── Passage shown ──
Yieldstreet logo at the beginning of the Yieldstreet review. This Yieldstreet review was updated on 01/01/2024.


Yieldstreet empowers ordinary investors to diversify into high-yielding asset classes once reserved for the wealthy and institutional investors. 

Marine finance, commercial real estate, legal finance, supply chain finance, and private business credit aren’t new types of investments, but they are relatively new to retail investors. 

Yieldstreet’s team has developed an innovative platform that brings these assets to the masses. 

Retail investors have a shot at consistent and transparent returns above 10% to build wealth and passive income without stocks or cryptos. 

Yieldstreet is well-established, boasting more than 320,000 members and more than $2.7 billion invested on the platform to date. It has raised more than $325 million in venture capital since 2015, including a $100 million Series C in June 2021.

While some fintech platforms fall out of favor over time, Yieldstreet continues to grow, raising private funds, expanding products, and attracting new customers. 

As the company grows, it’s expanding the boundaries of investable asset classes available to retail investors.

Yieldstreet Review 2024 Highlights

  • Investment options for accredited (millionaires) and non-accredited investors (everyone else)
  • Multiple asset classes for diversified alternative investing under one platform
  • Returns with low correlation to the stock market, meaning they tend to be largely unaffected whether the stock market is rising or falling
  • $2500 minimum investment for the Prism Fund (the non-accredited investor option)

What is Yieldstreet?

Yieldstreet is a diversified alternative investment platform that offers a wide range of investments.

Alternative investments are generally considered to be any investments made in asset classes other than stocks, bonds, and cash.

Most alternative investing platforms focus on one asset class, such as real estate (Fundrise), farmland (AcreTrader), or fine art (Masterworks).

Yieldstreet’s unique model offers access to several alternative investment asset classes under one platform, enabling substantial diversification not correlated to stock market fluctuations. 

It’s an innovative company, new types of investments while maintaining high due diligence standards and market-competitive returns. 

Get investment exposure to fine art, real estate, inventories, legal finance, marine vessels, and other non-traditional investments unavailable to retail investors anywhere else.
───
Task requirements:
1 – According to the Yieldstreet review, what is the minimum investment for the Prism Fund?
2 – The Yieldstreet review has a sentence that ends "but they are relatively new to retail investors." List every type of investment named in that sentence.
── Information provided ──
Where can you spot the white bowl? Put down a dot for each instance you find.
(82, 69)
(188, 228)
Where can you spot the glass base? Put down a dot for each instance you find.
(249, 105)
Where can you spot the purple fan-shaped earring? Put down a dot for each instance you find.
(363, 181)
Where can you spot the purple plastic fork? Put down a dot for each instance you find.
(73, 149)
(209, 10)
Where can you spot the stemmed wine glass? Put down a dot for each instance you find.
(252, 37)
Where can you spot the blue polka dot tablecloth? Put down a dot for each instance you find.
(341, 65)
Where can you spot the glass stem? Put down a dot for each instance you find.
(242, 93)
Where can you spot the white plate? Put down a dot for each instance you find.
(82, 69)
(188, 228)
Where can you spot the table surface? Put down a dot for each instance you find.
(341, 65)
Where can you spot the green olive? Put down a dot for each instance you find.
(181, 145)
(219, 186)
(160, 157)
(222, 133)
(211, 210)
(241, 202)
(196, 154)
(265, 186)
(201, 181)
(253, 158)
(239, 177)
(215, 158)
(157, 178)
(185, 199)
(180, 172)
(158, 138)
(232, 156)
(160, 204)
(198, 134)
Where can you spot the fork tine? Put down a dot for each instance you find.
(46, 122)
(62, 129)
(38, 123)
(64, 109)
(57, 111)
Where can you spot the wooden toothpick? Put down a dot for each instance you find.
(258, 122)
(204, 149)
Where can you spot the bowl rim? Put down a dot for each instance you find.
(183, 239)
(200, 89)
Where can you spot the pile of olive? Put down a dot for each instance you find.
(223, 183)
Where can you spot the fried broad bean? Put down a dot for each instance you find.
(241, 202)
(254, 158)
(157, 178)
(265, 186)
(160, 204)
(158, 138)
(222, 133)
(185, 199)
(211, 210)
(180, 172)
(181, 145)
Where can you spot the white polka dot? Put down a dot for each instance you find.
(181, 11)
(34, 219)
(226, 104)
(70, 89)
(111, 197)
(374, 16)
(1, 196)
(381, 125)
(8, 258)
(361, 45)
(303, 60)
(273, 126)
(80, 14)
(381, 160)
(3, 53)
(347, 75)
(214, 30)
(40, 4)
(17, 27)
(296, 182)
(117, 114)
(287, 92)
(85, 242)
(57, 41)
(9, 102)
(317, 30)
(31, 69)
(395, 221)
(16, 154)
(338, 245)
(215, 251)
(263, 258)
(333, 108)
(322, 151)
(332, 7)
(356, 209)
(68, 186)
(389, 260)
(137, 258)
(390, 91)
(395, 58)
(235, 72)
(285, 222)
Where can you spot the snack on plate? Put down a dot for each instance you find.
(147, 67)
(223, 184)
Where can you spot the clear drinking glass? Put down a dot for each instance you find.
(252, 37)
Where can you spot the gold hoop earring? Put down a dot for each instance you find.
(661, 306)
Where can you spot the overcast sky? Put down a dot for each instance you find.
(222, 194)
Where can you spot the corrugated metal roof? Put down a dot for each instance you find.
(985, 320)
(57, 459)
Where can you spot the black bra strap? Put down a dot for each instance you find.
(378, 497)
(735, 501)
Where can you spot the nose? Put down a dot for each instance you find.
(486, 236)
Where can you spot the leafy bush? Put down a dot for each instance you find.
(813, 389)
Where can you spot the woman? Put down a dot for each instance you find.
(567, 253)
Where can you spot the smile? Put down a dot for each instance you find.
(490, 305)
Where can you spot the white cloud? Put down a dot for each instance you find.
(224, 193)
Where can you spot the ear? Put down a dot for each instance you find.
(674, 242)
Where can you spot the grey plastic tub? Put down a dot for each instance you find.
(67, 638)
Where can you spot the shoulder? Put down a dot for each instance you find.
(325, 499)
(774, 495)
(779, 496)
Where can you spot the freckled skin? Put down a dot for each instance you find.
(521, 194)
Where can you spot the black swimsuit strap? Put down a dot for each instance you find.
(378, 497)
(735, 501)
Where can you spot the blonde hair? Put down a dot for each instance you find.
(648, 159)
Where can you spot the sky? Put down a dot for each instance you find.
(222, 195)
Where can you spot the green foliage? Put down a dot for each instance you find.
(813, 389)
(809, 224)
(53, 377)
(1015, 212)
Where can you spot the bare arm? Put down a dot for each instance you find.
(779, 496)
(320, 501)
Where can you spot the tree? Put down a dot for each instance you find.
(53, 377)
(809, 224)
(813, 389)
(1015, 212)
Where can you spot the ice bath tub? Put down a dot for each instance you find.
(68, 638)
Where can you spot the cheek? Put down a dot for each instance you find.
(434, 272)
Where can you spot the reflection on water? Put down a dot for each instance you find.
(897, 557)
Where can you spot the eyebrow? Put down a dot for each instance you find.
───
Responses:
1 – $2500

2 – Marine finance, commercial real estate, legal finance, supply chain finance, private business credit